EXERCISE PROMPT –
Rewrite every line of the records below, offsetting each coordinate in the answer points by 26 and keeping all other lines unchanged. Leave the pictures out.

(Object pointing dataset rows)

START

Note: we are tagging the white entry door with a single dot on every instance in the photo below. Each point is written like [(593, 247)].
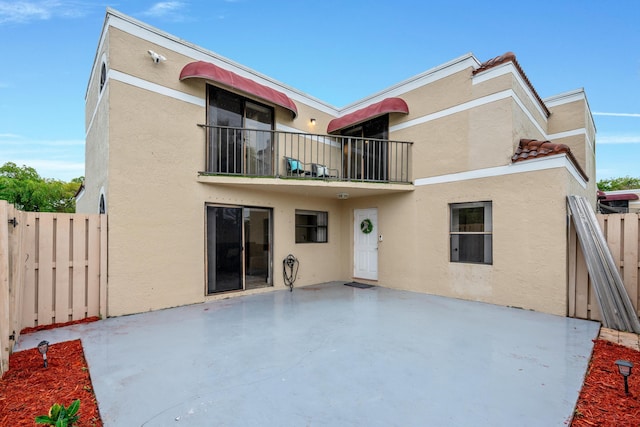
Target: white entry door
[(365, 244)]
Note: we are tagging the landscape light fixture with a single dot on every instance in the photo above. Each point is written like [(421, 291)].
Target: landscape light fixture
[(624, 367), (43, 347)]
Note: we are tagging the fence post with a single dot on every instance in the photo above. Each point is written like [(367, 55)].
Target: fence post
[(103, 265), (5, 321)]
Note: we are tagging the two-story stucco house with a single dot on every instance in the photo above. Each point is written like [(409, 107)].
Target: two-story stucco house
[(453, 182)]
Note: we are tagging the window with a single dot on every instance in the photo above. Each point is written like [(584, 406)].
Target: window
[(471, 232), (240, 135), (311, 227), (103, 76)]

END

REPLY –
Note: we are tagging the white entry door with a single dot on every instance in the photo below. Each point is written like [(593, 247)].
Target: white entry door
[(391, 270)]
Note: we are tagging the landscape light fixture with a single dot on every instance in the photo above. Each point is written like [(421, 291)].
Target: landscape light fixture
[(650, 393), (69, 373)]
Note: we are tagging the fence post with a single dot on every instance in the photo above. Each point is written like [(367, 55)].
Target: fence post
[(129, 291), (31, 347)]
Note: we are tagging the two-story stucco house with a single dot on every instance in the photo above. Each point is written like [(409, 107)].
Target: two-story stucco house
[(479, 208)]
Note: we are tagging the window with a single dot on every instance in the photo above. Each point is written like [(584, 406)].
Target: window
[(497, 258), (266, 161), (337, 253), (129, 102)]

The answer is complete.